YOUR OBJECTIVE – Please format every line of the items below as a JSON list of strings, with one string per line and blank lines left out.

# # # # #

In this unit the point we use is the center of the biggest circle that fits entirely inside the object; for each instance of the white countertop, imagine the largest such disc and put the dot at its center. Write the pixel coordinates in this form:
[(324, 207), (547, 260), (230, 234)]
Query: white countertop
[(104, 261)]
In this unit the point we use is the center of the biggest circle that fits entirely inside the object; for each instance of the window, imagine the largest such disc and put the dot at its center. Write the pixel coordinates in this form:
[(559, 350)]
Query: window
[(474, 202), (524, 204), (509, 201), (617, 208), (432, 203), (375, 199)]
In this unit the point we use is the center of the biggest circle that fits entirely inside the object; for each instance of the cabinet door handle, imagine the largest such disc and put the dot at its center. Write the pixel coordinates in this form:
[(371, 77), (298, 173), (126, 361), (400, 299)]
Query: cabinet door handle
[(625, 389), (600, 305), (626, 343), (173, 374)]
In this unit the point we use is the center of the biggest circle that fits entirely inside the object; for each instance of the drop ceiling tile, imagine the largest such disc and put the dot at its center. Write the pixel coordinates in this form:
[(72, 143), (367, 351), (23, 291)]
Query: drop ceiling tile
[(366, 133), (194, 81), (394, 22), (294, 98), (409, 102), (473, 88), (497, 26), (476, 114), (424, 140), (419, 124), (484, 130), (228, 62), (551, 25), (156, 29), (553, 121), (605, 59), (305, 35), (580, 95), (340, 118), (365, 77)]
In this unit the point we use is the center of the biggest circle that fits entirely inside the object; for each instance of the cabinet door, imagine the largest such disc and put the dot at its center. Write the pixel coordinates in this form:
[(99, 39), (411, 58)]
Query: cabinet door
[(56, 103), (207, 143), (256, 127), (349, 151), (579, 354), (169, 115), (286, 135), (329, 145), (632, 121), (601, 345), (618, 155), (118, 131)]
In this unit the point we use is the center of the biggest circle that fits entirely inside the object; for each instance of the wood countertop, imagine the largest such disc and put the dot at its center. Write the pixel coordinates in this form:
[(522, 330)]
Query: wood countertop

# # # # #

THE RESPONSE –
[
  "In this unit the point we use is the center of the biggest circle that fits entirely inside the object; for each instance of the white countertop, imagine the largest such disc and put the dot at its center. Write the pixel coordinates in this form:",
  "[(324, 207), (547, 260), (230, 234)]",
  "Query: white countertop",
  "[(104, 261)]",
  "In this unit the point we use is the center of the biggest circle that fits entirely inside the object; for each instance of the window, imagine the largest such disc and put the dot at its center. Write the pixel coordinates in this form:",
  "[(559, 350)]",
  "Query: window",
  "[(474, 202), (524, 204), (509, 201), (617, 208), (432, 203), (375, 199)]",
  "In this unit the point we use is the center of the biggest circle that fits entirely inside the object; for each instance of the cabinet door handle, imagine the largest such disc and put the dot at its center. Write the pixel coordinates in this form:",
  "[(371, 77), (298, 173), (126, 361), (400, 299)]",
  "Query: cabinet door handle",
  "[(625, 389), (600, 305), (626, 343), (173, 374)]",
  "In this unit the point we use is the center of the biggest circle that fits entirely inside the object; for each instance of the drop ceiling tile, imagine the largest such disc and put the dot at its center. Write the pixel coordinates in this form:",
  "[(72, 143), (367, 351), (23, 291)]",
  "Query: drop ceiling tile",
  "[(366, 133), (194, 81), (394, 22), (294, 98), (409, 102), (473, 88), (497, 26), (476, 114), (424, 140), (419, 124), (484, 130), (228, 62), (551, 25), (156, 29), (553, 121), (605, 59), (305, 35), (580, 95), (340, 118), (365, 77)]",
  "In this unit the point we use is the center of the biggest circle that fits entirely inside the object; for each instance of the cabinet door, imagine the largest such disc and put the dot at its center. Write the pixel coordinates in this form:",
  "[(99, 39), (411, 58)]",
  "Query: cabinet door",
  "[(56, 103), (207, 143), (256, 127), (349, 151), (579, 354), (169, 115), (286, 135), (329, 145), (632, 121), (601, 345), (618, 155), (118, 131)]",
  "In this unit the point we use is the center of the biggest circle that fits entirely inside the object; for each instance of the wood countertop, imagine the largest such disc and put the dot at its center. Write the pixel coordinates in this form:",
  "[(522, 330)]",
  "Query: wood countertop"
]